● **Exercise objective**
Without the pictures, reproduce the records that follow exactly.

-- Start of Excerpted data --

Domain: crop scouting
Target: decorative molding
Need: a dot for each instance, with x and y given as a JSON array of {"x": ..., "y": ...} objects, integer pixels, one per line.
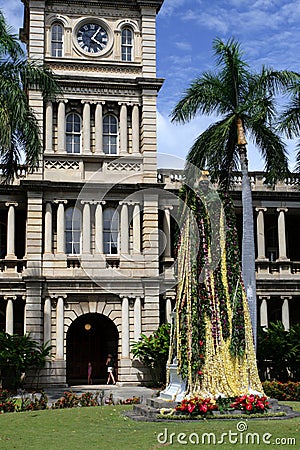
[
  {"x": 64, "y": 165},
  {"x": 93, "y": 9},
  {"x": 74, "y": 65},
  {"x": 128, "y": 167}
]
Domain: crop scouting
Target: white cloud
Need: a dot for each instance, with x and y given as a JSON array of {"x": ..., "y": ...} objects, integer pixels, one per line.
[
  {"x": 185, "y": 46},
  {"x": 13, "y": 12}
]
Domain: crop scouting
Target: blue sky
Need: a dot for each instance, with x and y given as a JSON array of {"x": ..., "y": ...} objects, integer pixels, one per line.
[{"x": 269, "y": 33}]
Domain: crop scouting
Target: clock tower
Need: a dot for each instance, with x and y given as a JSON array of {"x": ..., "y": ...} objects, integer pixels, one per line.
[{"x": 93, "y": 203}]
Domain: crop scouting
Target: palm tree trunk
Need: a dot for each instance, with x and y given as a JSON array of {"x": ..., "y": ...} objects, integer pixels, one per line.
[{"x": 248, "y": 249}]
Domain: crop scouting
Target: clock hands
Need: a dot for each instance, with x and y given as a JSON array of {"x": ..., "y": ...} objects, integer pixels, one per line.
[{"x": 93, "y": 38}]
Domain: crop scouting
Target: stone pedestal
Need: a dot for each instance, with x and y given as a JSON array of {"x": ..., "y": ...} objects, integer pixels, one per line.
[{"x": 176, "y": 389}]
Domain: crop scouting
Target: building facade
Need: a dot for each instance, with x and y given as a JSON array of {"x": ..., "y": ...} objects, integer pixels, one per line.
[{"x": 86, "y": 240}]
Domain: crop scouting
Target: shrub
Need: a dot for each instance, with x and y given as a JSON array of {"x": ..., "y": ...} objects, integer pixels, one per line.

-- End of Excerpted data --

● **Exercise result**
Domain: crop scouting
Target: decorative molding
Need: a dot for each instance, with x and y given as a JSON array of {"x": ..., "y": ...} objects, integer pixels, one per line.
[
  {"x": 64, "y": 165},
  {"x": 93, "y": 9},
  {"x": 74, "y": 65},
  {"x": 128, "y": 167}
]
Domain: crop scouting
Target: white cloud
Need: a dot for each instance, with x and y given as a JSON array of {"x": ..., "y": ...} objects, integer pixels, one per line.
[
  {"x": 185, "y": 46},
  {"x": 13, "y": 12}
]
Domain: crop scouting
Target: blue sky
Need: a dot for each instance, with x and y given as a JSON array of {"x": ..., "y": ...} objects, integer pixels, one per line.
[{"x": 269, "y": 33}]
Domain: crop scouting
Target: clock tower
Need: a dot for each instance, with x and y given as a JSON array of {"x": ..., "y": ...} objects, integer pixels, one per line.
[{"x": 93, "y": 203}]
Domain: crop scouting
Target: palm tree trunk
Need: a dot for each instance, with x and y given as a JSON array of {"x": ..., "y": ...} objects, integer pixels, one per line.
[{"x": 248, "y": 249}]
Domain: crop scouting
Target: clock hands
Need: a dot for each instance, with x and y given as a JSON array of {"x": ..., "y": ...} objects, integer pixels, one per line.
[{"x": 93, "y": 38}]
Domain: crop scouting
Target: stone pedestal
Need: a dot for each instance, with x and y given as a JSON array of {"x": ..., "y": ...} objects, integer pixels, one per line.
[{"x": 176, "y": 389}]
Domain: crop scouting
Target: building facade
Need: a dot for each instance, with x and y given as a JSON array of {"x": ..., "y": ...} objects, integer pixels, one per line.
[{"x": 86, "y": 240}]
Domain: crop scouting
Target: shrub
Need: a dot for each instance, with x and y given as a JSON array of {"x": ..., "y": ...} objects, integer pixels, one per line.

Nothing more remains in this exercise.